A single number is required: how many lines in the data below contain "sculpture".

☆ ☆ ☆

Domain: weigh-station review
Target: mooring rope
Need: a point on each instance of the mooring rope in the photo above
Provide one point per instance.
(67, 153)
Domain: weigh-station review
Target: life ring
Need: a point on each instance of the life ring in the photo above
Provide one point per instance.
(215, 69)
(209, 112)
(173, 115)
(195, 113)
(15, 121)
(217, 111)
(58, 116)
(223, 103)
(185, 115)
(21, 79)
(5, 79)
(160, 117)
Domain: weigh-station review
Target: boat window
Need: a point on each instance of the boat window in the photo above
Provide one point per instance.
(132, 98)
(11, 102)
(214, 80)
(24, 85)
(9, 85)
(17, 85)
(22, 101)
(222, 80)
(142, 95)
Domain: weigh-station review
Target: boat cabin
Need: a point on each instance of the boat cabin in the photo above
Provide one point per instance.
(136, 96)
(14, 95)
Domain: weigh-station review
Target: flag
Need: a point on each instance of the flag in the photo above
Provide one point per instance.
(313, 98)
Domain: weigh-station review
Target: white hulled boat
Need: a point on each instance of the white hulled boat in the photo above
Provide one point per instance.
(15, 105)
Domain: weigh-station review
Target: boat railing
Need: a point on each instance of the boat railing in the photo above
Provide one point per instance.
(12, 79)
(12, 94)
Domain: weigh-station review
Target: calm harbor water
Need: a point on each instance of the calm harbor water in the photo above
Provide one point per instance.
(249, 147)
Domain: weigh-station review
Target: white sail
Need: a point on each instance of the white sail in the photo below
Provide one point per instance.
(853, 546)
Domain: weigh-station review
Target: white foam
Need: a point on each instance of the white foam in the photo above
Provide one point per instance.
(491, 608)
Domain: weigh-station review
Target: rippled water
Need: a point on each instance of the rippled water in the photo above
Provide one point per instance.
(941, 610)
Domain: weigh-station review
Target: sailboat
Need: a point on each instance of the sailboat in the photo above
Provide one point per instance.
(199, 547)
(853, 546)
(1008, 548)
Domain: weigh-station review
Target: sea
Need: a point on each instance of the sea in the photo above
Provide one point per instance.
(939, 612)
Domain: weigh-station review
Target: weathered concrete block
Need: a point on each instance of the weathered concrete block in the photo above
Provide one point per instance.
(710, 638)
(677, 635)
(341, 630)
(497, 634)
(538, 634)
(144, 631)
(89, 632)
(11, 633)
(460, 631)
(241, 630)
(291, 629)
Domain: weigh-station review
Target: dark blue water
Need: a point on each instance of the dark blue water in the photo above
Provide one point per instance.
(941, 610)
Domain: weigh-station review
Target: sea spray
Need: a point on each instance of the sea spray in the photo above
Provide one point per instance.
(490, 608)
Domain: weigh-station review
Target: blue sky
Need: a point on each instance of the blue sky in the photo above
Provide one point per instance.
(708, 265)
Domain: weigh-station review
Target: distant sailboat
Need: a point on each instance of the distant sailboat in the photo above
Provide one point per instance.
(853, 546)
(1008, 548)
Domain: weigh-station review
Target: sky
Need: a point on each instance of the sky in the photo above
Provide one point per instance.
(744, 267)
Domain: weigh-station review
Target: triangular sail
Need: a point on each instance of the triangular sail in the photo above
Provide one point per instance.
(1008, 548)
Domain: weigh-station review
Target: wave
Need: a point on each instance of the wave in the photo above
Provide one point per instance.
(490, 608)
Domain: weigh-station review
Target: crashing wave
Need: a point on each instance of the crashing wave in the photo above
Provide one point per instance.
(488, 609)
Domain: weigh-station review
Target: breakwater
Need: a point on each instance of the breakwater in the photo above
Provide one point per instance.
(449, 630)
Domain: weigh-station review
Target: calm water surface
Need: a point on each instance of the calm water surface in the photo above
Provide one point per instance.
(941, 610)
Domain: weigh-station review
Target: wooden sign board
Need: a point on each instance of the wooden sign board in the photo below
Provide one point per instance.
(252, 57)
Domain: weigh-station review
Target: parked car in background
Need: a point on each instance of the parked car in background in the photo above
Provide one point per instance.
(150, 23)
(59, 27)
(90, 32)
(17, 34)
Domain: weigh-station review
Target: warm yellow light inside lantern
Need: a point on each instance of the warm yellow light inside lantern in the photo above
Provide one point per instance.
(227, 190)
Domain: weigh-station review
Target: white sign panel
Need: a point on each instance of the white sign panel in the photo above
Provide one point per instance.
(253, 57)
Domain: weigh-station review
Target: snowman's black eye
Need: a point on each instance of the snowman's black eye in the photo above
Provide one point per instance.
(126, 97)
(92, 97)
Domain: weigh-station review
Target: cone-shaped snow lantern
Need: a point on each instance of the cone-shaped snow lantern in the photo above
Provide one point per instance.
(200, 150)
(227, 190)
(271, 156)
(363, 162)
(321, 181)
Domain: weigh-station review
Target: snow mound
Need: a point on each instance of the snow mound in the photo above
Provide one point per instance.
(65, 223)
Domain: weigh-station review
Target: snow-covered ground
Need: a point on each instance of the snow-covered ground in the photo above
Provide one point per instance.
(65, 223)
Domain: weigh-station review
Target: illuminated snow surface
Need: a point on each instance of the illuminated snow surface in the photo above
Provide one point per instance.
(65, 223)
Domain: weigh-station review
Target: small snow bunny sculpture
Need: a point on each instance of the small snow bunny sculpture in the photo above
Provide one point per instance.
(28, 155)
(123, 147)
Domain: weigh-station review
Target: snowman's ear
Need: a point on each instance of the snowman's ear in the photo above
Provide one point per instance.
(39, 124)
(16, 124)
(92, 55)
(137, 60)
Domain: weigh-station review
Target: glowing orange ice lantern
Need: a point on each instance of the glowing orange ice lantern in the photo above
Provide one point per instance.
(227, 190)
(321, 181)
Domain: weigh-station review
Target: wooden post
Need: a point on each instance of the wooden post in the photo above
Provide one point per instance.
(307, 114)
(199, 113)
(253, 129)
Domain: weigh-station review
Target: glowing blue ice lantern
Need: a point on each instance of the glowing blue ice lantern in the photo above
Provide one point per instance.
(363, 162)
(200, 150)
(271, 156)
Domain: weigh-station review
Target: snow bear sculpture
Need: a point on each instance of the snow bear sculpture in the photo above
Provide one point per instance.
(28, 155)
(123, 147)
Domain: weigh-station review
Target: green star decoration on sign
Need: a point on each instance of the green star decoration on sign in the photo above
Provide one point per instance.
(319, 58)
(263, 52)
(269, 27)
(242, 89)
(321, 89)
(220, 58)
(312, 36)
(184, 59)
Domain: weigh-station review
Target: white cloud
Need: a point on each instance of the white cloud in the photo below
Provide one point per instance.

☆ ☆ ☆

Written solution
4